Given task:
Convert every line of the material below into a JSON list of strings, one string per line, skipping blank lines. Omit the pictures from the output.

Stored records
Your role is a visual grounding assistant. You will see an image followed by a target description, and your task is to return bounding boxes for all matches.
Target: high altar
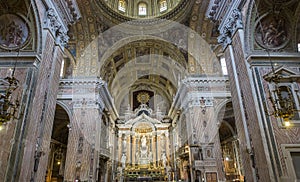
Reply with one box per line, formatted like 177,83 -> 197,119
118,104 -> 172,181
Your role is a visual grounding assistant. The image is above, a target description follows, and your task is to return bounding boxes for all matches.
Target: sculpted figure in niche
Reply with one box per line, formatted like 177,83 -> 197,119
261,18 -> 287,48
141,135 -> 147,148
161,153 -> 167,168
121,154 -> 126,168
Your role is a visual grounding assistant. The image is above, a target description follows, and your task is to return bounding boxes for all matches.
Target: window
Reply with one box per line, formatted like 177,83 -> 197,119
59,60 -> 65,78
118,0 -> 126,12
220,57 -> 228,75
159,0 -> 168,12
291,152 -> 300,180
138,3 -> 147,15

Output for this task:
[
  "Your role is a visual grounding assistant. You will see an image followed by a target description, and your task is to return bounding boxes for all matches.",
  "Target: high altar",
  "Reply with one box per line, formatted like 177,83 -> 197,119",
  "118,104 -> 172,181",
  "Your role is a visual grounding assistant. The image is above, a target description follows, and your task is to return bounding boxes for all matches.",
  "Target: sculpted figure in niche",
  "Reply with one box per line, formatted like 177,83 -> 197,119",
  "261,18 -> 287,48",
  "141,135 -> 147,148",
  "161,153 -> 167,168",
  "121,154 -> 126,168",
  "Your role is a visual grounding assistant. The image is above, a target description follows, and your task is to return bounding boxes for all matches.",
  "Target: window",
  "Reply with one box per line, formatted like 177,83 -> 197,119",
  "59,60 -> 65,78",
  "118,0 -> 126,12",
  "220,57 -> 228,75",
  "159,0 -> 168,12",
  "291,152 -> 300,180",
  "138,3 -> 147,15"
]